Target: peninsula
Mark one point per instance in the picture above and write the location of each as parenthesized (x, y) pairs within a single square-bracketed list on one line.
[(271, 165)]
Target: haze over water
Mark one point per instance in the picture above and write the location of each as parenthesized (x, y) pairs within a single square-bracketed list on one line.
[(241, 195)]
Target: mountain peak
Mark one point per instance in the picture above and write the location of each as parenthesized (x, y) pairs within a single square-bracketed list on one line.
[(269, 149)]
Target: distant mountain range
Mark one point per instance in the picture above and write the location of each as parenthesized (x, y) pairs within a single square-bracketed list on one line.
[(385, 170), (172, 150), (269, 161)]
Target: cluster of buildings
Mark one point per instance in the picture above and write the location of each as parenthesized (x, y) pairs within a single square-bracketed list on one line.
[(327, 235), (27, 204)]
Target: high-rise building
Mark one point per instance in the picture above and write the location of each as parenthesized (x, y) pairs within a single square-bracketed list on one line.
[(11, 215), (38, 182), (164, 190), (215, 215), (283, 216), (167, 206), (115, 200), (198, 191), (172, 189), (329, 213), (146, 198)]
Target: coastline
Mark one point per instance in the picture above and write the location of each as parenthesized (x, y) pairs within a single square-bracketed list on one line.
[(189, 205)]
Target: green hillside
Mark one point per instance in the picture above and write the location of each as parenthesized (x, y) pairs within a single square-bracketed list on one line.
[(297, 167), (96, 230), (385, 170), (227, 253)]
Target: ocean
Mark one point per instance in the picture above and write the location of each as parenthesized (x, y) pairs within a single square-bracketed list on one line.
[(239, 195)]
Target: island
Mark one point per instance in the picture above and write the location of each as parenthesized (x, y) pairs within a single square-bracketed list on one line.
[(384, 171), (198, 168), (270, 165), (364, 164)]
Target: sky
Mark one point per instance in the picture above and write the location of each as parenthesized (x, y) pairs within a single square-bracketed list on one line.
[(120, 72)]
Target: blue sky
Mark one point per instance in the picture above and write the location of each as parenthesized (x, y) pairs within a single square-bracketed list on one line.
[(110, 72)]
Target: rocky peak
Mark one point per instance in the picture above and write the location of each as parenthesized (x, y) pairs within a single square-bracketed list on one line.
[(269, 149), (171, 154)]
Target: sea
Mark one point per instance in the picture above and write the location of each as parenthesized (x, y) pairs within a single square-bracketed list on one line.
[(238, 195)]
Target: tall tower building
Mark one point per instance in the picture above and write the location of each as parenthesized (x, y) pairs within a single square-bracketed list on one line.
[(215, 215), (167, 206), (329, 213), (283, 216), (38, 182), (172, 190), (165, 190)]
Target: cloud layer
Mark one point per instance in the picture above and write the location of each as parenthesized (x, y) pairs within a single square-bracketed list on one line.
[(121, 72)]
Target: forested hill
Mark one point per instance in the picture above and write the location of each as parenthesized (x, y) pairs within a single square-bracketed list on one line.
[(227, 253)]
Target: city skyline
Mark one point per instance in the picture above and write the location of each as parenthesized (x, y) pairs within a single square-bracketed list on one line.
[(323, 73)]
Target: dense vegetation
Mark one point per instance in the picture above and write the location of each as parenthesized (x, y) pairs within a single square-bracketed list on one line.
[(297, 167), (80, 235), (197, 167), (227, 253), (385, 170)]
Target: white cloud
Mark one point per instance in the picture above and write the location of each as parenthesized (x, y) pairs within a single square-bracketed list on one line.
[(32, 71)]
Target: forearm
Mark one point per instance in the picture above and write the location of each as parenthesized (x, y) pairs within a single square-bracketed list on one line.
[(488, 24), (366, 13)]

- **What the task asks**: Copy all of the items above word for word, with every line kept unchanged and in the same order.

- **Task solution**:
Target: peninsula
Mark one point per instance in the picture above and write the location of each as parenthesized (x, y) pairs within a single square-bracketed list on one line.
[(271, 165)]
Target: haze over water
Mark one point per instance in the picture above and write the location of each as parenthesized (x, y) pairs within a single square-bracketed list on one line.
[(241, 195)]
Target: mountain peak
Mark one point per instance in the picture above and write the location of each as parenthesized (x, y) pairs within a single square-bracketed list on one line.
[(269, 149)]
Target: distant mountain range
Mark one point per instance in the picture above and write the location of each as parenthesized (x, y) pairs within a single square-bracketed list on one line.
[(385, 170), (172, 150), (269, 161)]
Target: cluster of buildings
Mark one point per instance in the picture above and write the location of each as parenthesized (x, y) pairs within a single square-bracketed list on one line.
[(327, 235), (27, 204)]
Target: high-rise building
Mark one point per instance in the picture above and write the location of each as parenthesized (x, y) pairs within a single square-bracketed list on one line.
[(11, 215), (38, 182), (164, 190), (215, 215), (283, 216), (167, 206), (115, 200), (198, 191), (172, 189), (329, 213), (146, 198)]
Target: coastline
Mark one point per instance in the picture above and write the location of each as parenthesized (x, y) pairs within a single square-bracketed list on one line.
[(189, 205)]
Target: green hillside
Mark one point per instance in the picture above and write the location of each as parenthesized (x, y) pairs within a single square-bracketed list on one line.
[(297, 167), (96, 230), (385, 170), (227, 253)]
Target: ocean
Mark one point per instance in the picture above and write the location of each as parenthesized (x, y) pairs within a single square-bracketed list on one line.
[(239, 195)]
Target: island
Mark one point per instance in the picture above and write the location of each as parenthesized (x, y) pairs within a single square-bracketed list on one line.
[(384, 171), (198, 168), (270, 165), (364, 164)]
Target: sky
Mark one point per instance in the picture above and write the location of each as parenthesized (x, y) pairs within a single square-bracketed list on one line.
[(120, 72)]
Target: blue sky
Mark one point per instance in the picture above and write the location of each as parenthesized (x, y) pairs within a single square-bracketed list on one line.
[(110, 72)]
Target: rocky peak
Mark one point per instance in the picture above and write the location of each as parenthesized (x, y) pairs within a single square-bracketed list on one line.
[(269, 149), (171, 154)]
Target: sea
Mark one point per instance in the picture above and write the location of each as parenthesized (x, y) pairs within a single square-bracketed list on one line.
[(238, 195)]
Target: tall tower building
Mark one point per instance in the picture above and write the location of each as parenthesized (x, y) pairs within a single square-bracketed list on one line.
[(215, 215), (167, 206), (329, 213), (283, 216), (38, 182), (172, 190), (165, 190)]
Target: cloud layer
Mark one point per instance in the picture above and write the location of each as parenthesized (x, y) pairs within a single square-bracketed list on one line.
[(121, 72)]
Target: forested hill
Mark one point per instance in the picture above and write the location of each as parenthesized (x, y) pairs within a single square-bracketed list on one line.
[(227, 253)]
Target: city skyline
Mark one point per instance in the picture above and write the location of each as parenthesized (x, y) pairs within a single square-bracketed list on one line.
[(323, 73)]
Target: dense vegetation
Mark one point per instance in the picture above and write the location of each as parenthesized (x, y) pairs within a single square-bracketed list on one line.
[(297, 167), (80, 235), (197, 167), (227, 253), (385, 170)]
Target: white cloud
Mark one point per instance in the picture above and write the location of each as parenthesized (x, y) pairs within a single square-bracketed list on one line.
[(32, 71)]
Target: forearm
Mark one point per instance in the picture above and write the location of each as parenthesized (x, y) pairs within a single square-bracketed list on one line.
[(488, 24), (366, 13)]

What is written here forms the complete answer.